[Work to do]: Type every record exactly as it appears.

+ + + + +

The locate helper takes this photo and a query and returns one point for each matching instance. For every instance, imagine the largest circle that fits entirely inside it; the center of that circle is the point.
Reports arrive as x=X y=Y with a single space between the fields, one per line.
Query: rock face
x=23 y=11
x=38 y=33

+ + + + +

[Exercise answer]:
The locate helper takes this photo and a query and returns one point for each matching instance. For every instance, imagine the largest circle that fits entirely inside it; the center of that circle is the point.
Reports arrive as x=X y=Y with a single space between the fields, one per line.
Query: rock face
x=23 y=11
x=38 y=33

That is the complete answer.